(Location identification lines)
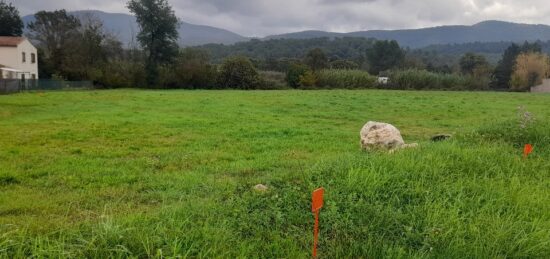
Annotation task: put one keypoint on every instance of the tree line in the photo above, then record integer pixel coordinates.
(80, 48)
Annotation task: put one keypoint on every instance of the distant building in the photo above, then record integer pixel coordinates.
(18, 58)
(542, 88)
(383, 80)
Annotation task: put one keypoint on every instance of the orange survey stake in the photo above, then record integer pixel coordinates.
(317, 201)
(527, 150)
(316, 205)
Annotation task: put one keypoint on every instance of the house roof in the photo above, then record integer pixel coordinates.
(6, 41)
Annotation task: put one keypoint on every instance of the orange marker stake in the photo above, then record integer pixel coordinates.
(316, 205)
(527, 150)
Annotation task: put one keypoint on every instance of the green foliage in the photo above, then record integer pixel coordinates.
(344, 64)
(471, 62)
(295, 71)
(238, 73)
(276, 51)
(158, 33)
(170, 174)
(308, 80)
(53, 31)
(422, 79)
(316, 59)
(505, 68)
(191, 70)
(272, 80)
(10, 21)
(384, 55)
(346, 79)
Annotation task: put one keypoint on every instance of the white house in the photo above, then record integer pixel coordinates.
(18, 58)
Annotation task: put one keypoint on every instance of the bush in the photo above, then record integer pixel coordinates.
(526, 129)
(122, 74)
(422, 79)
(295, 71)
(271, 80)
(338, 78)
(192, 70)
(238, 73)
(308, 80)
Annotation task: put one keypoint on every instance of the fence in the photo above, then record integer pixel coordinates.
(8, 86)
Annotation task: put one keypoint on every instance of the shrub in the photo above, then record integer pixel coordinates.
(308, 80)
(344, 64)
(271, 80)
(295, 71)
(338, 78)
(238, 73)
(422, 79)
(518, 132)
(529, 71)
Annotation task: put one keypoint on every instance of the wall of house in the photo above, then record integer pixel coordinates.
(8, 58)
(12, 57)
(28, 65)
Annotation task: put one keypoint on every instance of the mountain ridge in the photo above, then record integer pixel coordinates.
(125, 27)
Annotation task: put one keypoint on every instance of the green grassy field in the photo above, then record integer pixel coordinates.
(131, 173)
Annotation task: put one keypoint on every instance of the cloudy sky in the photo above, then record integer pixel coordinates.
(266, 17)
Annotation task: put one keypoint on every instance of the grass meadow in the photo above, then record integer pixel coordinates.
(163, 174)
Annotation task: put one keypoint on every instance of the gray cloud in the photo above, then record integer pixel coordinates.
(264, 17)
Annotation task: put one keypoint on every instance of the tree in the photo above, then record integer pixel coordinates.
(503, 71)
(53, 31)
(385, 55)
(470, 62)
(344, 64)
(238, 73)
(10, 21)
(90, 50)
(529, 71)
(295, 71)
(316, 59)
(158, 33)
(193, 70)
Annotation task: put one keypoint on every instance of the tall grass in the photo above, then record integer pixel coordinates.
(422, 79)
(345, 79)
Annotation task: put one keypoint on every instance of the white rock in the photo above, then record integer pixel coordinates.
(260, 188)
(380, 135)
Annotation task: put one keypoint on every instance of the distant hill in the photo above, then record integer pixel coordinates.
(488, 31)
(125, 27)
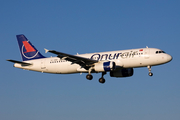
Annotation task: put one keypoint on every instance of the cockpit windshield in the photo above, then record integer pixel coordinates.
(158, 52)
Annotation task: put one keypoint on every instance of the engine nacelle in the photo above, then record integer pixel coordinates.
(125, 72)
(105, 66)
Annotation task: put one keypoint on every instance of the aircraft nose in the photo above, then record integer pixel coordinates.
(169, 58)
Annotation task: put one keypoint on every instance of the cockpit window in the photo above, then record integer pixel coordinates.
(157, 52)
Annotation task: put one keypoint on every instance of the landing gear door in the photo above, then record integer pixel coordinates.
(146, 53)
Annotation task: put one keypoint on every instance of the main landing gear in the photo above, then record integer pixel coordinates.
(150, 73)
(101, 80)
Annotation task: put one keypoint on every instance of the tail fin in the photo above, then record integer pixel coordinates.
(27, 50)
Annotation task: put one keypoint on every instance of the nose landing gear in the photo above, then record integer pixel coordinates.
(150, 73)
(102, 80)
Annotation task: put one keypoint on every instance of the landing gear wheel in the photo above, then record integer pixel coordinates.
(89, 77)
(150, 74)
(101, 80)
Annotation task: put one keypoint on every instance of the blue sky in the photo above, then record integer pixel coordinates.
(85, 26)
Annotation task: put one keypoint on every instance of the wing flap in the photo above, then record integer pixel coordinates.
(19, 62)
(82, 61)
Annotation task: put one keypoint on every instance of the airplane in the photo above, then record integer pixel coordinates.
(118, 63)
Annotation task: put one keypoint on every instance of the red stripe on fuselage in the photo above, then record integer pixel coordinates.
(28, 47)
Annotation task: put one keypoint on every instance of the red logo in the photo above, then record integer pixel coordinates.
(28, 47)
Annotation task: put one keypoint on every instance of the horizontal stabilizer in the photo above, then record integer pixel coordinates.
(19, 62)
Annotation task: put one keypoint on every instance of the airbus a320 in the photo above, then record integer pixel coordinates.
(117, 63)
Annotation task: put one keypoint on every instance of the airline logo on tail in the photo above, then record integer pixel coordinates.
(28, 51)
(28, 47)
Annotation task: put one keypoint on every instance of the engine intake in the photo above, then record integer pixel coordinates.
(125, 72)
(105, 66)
---
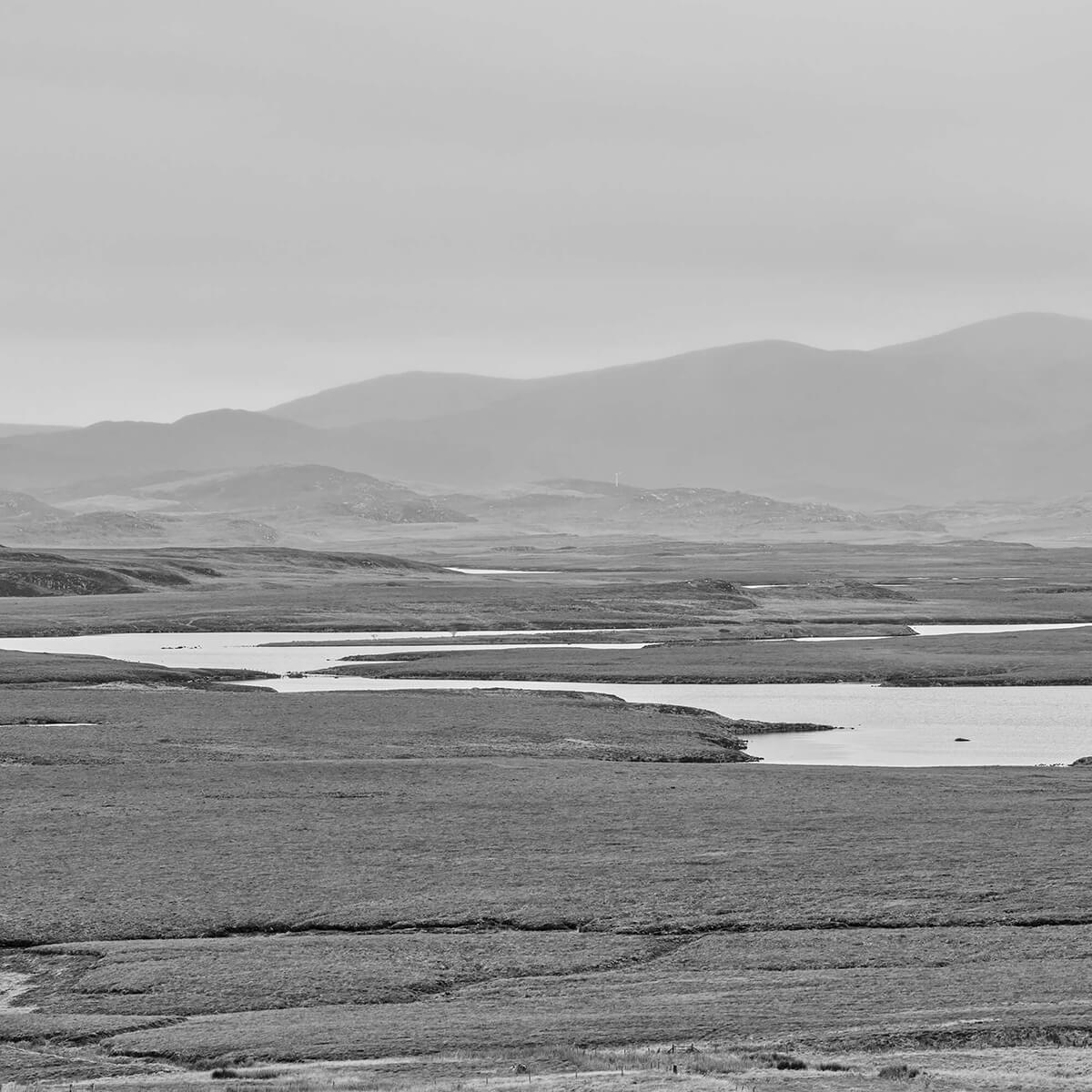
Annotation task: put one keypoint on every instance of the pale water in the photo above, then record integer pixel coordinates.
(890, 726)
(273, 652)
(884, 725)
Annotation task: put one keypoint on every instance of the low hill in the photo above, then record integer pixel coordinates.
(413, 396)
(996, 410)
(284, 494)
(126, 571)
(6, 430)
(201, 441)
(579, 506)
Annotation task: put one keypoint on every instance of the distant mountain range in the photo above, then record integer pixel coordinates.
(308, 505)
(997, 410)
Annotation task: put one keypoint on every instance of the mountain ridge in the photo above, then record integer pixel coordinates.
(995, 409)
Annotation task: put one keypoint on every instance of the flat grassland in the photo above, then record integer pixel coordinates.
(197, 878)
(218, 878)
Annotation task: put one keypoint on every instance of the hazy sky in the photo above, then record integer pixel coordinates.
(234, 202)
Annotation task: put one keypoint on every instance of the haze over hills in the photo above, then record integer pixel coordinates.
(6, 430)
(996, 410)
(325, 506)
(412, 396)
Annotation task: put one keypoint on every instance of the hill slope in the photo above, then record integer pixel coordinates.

» **The exercise**: Copy out the lines exactly, beginning at the line that contains "Annotation task: put one keypoint on every instance of the haze" and stopping after the line that contains "Annotation task: put one keypoint on every instance of the hill".

» **Reply to the task**:
Annotation task: put one keypoint on every instance of the haze over hills in the photo above, then record integer pixel coordinates.
(6, 430)
(996, 410)
(325, 506)
(412, 396)
Annotation task: put one keypoint on every instance of the hill slope in the photo above, then record integer pixel coordinates.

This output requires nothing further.